Exercise details ▸
Please count the lines below that contain the word "pupil", and reply with only that number.

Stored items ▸
══════
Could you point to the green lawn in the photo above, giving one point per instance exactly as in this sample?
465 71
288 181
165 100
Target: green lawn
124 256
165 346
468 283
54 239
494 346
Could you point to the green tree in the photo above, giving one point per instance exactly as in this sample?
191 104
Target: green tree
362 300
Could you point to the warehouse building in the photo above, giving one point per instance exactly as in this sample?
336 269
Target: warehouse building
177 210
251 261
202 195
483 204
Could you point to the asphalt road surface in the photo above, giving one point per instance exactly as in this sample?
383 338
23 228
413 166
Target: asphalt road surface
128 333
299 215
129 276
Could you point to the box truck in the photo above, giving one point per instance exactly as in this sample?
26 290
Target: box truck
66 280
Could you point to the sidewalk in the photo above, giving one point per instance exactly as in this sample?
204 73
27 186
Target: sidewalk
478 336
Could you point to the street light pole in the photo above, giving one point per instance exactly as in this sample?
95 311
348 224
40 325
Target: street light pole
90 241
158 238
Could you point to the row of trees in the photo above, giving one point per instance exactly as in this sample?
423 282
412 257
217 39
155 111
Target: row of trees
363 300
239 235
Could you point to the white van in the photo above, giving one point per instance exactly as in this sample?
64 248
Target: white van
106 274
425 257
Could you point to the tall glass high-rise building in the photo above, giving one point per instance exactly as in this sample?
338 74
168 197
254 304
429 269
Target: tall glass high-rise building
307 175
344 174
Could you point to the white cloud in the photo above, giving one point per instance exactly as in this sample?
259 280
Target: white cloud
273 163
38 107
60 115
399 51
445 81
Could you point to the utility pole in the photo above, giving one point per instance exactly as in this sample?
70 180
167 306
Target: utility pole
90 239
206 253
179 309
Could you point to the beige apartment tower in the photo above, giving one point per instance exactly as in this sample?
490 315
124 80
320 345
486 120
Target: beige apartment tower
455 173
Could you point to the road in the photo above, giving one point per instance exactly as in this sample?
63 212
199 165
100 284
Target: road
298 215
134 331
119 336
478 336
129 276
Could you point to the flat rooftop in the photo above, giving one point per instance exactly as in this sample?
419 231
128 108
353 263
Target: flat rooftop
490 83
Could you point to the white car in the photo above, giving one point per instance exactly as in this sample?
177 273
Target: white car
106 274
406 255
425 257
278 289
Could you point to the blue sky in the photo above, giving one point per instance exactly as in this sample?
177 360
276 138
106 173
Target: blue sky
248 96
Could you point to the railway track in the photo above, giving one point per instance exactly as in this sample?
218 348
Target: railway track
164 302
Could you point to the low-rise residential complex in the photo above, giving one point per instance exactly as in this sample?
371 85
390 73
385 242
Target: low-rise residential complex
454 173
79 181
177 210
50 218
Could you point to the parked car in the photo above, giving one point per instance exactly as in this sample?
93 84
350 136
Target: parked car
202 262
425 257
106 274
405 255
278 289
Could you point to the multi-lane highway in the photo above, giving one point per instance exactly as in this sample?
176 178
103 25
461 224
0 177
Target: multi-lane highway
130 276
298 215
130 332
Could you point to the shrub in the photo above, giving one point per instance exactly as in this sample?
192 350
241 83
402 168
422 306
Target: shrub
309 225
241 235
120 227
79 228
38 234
══════
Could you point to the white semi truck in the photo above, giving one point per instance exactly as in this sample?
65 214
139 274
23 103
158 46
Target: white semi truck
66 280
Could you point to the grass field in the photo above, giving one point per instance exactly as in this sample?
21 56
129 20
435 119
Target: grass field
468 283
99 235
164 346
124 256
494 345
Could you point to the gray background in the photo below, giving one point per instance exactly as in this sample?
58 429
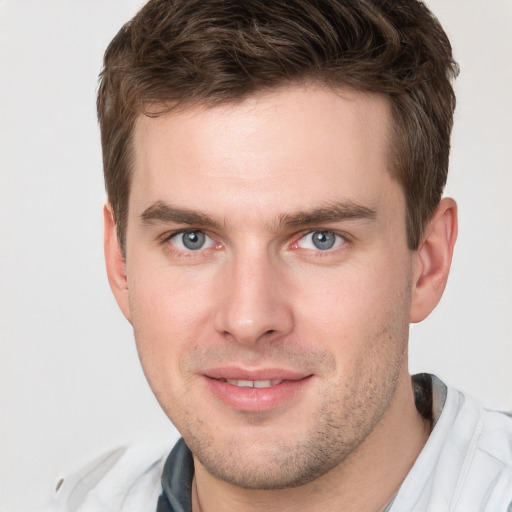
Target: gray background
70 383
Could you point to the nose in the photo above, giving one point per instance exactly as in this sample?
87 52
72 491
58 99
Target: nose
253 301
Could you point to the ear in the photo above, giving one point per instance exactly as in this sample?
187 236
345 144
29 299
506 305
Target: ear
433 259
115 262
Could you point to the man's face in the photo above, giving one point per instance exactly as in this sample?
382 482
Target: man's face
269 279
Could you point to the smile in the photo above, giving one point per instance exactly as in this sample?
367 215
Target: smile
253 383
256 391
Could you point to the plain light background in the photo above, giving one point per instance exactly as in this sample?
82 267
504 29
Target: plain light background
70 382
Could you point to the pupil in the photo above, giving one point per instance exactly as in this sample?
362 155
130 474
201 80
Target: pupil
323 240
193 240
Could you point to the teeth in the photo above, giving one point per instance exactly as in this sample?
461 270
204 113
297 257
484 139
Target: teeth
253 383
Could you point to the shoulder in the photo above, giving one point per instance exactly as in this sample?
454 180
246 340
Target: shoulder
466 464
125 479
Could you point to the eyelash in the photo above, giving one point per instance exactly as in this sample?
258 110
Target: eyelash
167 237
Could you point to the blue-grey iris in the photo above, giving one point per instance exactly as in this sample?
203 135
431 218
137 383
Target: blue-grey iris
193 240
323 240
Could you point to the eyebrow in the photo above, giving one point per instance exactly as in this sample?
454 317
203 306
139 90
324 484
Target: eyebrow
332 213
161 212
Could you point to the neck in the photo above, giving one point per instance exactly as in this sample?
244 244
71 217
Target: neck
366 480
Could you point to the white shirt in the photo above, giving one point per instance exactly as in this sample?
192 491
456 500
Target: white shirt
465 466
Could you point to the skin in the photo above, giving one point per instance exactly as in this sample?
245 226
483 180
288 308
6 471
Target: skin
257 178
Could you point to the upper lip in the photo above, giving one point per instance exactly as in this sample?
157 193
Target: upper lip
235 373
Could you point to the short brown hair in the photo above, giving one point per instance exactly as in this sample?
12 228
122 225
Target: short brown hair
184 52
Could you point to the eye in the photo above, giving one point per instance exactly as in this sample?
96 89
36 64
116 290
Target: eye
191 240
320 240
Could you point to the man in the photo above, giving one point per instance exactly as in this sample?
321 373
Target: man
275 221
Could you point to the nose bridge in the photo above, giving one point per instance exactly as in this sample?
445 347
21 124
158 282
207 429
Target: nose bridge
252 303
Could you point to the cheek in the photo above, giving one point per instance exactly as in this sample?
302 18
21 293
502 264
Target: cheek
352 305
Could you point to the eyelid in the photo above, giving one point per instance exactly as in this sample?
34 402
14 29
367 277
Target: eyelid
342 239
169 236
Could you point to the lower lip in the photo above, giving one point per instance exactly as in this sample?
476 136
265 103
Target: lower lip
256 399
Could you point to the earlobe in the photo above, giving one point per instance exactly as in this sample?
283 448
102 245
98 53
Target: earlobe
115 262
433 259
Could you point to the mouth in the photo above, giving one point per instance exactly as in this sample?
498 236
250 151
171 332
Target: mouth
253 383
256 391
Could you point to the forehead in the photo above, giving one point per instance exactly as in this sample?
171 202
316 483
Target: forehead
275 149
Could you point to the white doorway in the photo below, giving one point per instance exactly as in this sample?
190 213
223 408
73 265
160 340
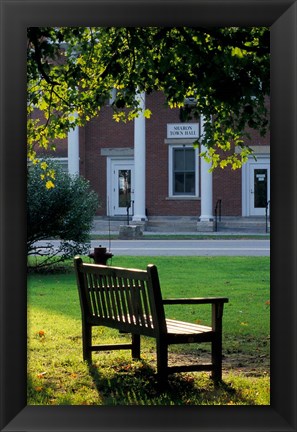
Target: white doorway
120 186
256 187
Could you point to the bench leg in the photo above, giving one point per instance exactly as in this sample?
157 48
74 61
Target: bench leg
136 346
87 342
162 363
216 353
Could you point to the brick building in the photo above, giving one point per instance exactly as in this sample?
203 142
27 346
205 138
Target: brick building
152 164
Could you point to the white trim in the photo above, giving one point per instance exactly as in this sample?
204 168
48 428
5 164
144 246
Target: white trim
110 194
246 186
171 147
══════
Solution to this exercise ▸
2